Repeat the listing word for word. No pictures belong in the copy.

### RECORDS PROVIDED
···

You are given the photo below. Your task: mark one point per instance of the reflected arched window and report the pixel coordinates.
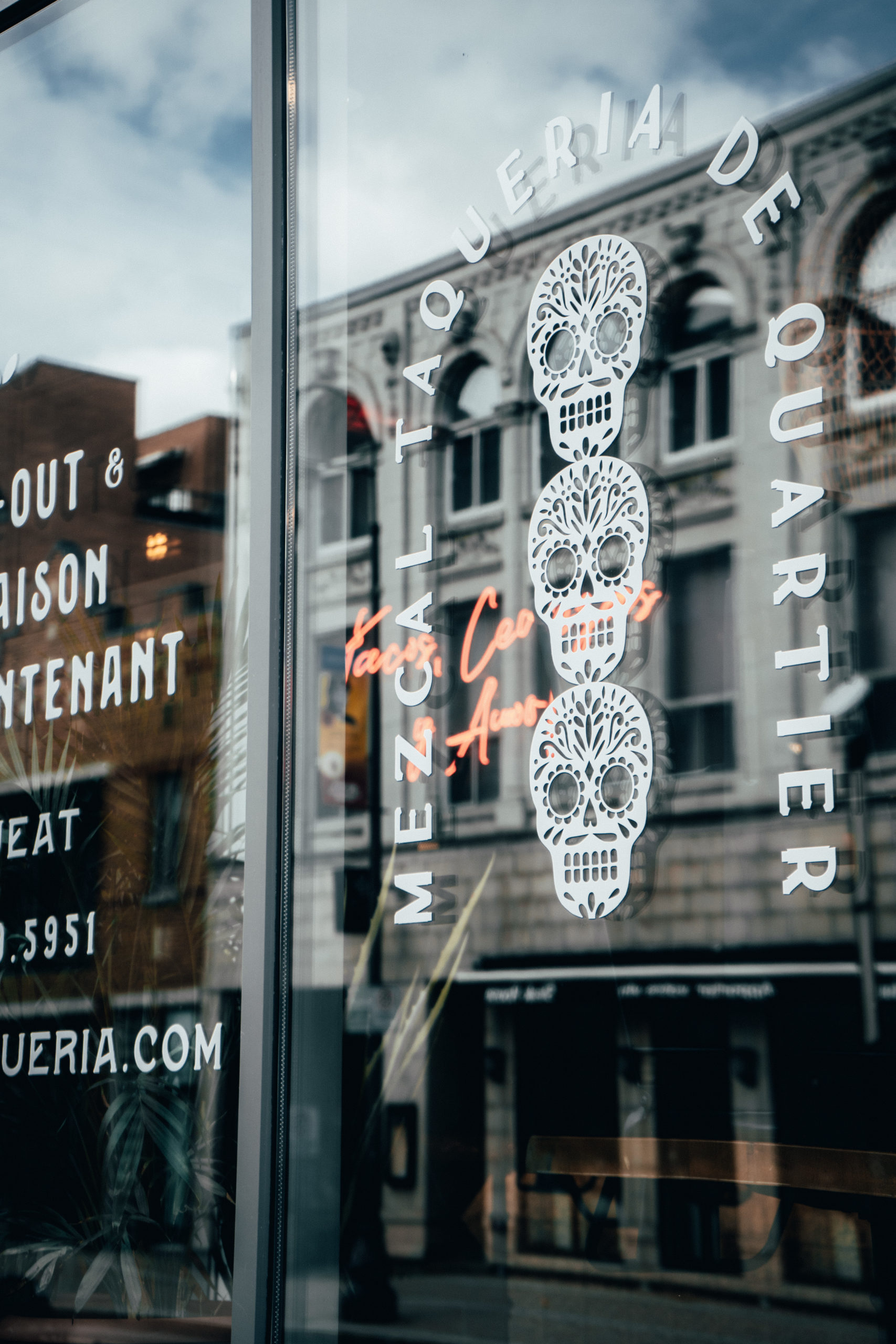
(875, 313)
(342, 449)
(471, 395)
(698, 316)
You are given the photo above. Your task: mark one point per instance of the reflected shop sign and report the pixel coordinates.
(592, 762)
(54, 826)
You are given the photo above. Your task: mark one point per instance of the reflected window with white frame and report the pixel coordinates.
(698, 313)
(471, 402)
(343, 450)
(872, 328)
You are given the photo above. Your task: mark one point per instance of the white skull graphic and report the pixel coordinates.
(587, 541)
(590, 774)
(585, 340)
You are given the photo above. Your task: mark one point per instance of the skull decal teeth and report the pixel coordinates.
(585, 340)
(592, 762)
(592, 768)
(587, 542)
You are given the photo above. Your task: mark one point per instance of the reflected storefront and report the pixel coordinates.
(125, 270)
(605, 933)
(446, 890)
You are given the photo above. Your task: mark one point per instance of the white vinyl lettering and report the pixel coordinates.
(406, 562)
(796, 499)
(96, 570)
(461, 241)
(20, 498)
(769, 203)
(412, 618)
(82, 683)
(797, 401)
(796, 313)
(419, 374)
(801, 875)
(804, 658)
(27, 676)
(54, 686)
(805, 781)
(144, 1065)
(413, 698)
(171, 643)
(414, 885)
(414, 834)
(39, 609)
(422, 760)
(559, 151)
(46, 499)
(205, 1049)
(650, 121)
(742, 128)
(789, 570)
(414, 436)
(111, 676)
(71, 463)
(510, 185)
(141, 662)
(455, 299)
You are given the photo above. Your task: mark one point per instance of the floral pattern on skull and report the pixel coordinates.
(590, 773)
(585, 340)
(587, 542)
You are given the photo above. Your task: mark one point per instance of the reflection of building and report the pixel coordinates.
(715, 1006)
(124, 924)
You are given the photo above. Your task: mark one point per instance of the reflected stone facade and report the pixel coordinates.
(708, 953)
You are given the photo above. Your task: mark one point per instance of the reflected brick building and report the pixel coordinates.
(714, 1006)
(119, 908)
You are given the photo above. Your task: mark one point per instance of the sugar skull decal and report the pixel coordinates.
(587, 541)
(585, 340)
(592, 768)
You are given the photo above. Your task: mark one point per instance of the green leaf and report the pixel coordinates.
(131, 1275)
(97, 1270)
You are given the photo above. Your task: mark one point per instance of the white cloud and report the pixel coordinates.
(124, 229)
(417, 111)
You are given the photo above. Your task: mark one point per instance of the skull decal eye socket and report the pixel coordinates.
(617, 788)
(562, 568)
(613, 557)
(583, 335)
(612, 334)
(587, 542)
(590, 773)
(561, 350)
(563, 793)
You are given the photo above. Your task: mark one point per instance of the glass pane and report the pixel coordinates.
(124, 420)
(596, 979)
(718, 397)
(491, 466)
(462, 474)
(684, 407)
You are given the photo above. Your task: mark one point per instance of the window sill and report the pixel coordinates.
(332, 553)
(716, 455)
(475, 519)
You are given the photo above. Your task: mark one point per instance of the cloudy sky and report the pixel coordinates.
(434, 105)
(125, 156)
(125, 197)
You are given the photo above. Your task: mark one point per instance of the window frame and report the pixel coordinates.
(699, 358)
(705, 699)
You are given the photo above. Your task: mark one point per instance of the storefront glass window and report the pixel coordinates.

···

### RESULT BELOW
You are given the photo below. Your task: mark one point per instance of the reflected arched window and report the pixel coordinates.
(875, 313)
(342, 449)
(471, 395)
(698, 316)
You are given the photo above. Your task: mark one point per instance of the reflected shop sign and report the pixel coordinates.
(592, 762)
(54, 826)
You are given the photo above. Your task: mark one point per instance of the reflected window with white frame and report the pixel coordinates.
(698, 313)
(471, 402)
(343, 450)
(872, 328)
You are given the photo above. Your task: mark one point per instance of the white skull graphic and report the pixel coordinates.
(587, 541)
(590, 774)
(585, 340)
You are given the photo above. Your task: mark one point per instance of the skull decal teeth and report the pixel coordinates.
(585, 340)
(592, 762)
(592, 768)
(587, 542)
You are given the photo above. Your task: mark one point per instance of the reflected storefront and report the pixel coordinates.
(125, 270)
(605, 933)
(446, 890)
You are given the photo above. Your task: mark one point per instance of the white vinyl lettering and report the pixel coordinates.
(406, 562)
(796, 499)
(96, 570)
(461, 241)
(20, 498)
(769, 203)
(412, 618)
(82, 683)
(797, 401)
(796, 313)
(419, 374)
(801, 875)
(804, 658)
(27, 676)
(54, 686)
(805, 781)
(144, 1065)
(413, 698)
(171, 643)
(414, 885)
(414, 834)
(39, 609)
(422, 760)
(559, 151)
(46, 499)
(205, 1049)
(650, 121)
(742, 128)
(789, 570)
(414, 436)
(111, 676)
(71, 463)
(510, 185)
(141, 662)
(455, 299)
You are given the photo above. Your task: mark one point per instance of the floral pattern on skull and report the pixel coordinates.
(590, 773)
(585, 340)
(587, 542)
You are given the photo above. Your task: mark one point per instance of the reflection of building and report the pixel coordinates.
(715, 1006)
(124, 924)
You are given the photo above. Your task: mark one point per instance of the reflected stone facade and report the pixel coordinates.
(708, 953)
You are given the photo above. Your task: mark one point per instance of the reflected brick building and report the pixel coordinates.
(714, 1006)
(119, 908)
You are given the photo above. Your task: mark one point per instance of the sugar skull decal and report the pixel coordinates.
(587, 541)
(585, 340)
(592, 768)
You are given the photo above. Your task: mark one point per instance of the green leaf and report the pixel coordinates.
(131, 1275)
(97, 1270)
You are given the photo above. Your task: mark one point per instance of the white cloud and report the pixel coordinates.
(124, 229)
(417, 111)
You are given the photo above. Your task: mark one point per instance of the skull decal eye socket and report the pixel coordinates.
(617, 788)
(562, 568)
(613, 557)
(583, 335)
(612, 334)
(587, 542)
(590, 773)
(561, 350)
(563, 793)
You are given the photo above. Your task: mark one point per instance of the glass pane and report the pixel coordinates.
(124, 420)
(596, 979)
(718, 397)
(491, 466)
(462, 474)
(684, 407)
You are given the photo above. Your task: mark one point per instance of the window sill and report the pixel coordinates.
(332, 553)
(716, 455)
(475, 519)
You are given the photo above. Your task: mark one point per instance of the cloudy sky and report the pixel coordinates.
(434, 105)
(125, 156)
(125, 197)
You are given the photo above. Your task: mark one point per instance of the window frame and report the pixel coordinates.
(699, 358)
(705, 699)
You are given the photo above. Your task: mark one point per instance of the storefront glass window and report the pixel coordinates.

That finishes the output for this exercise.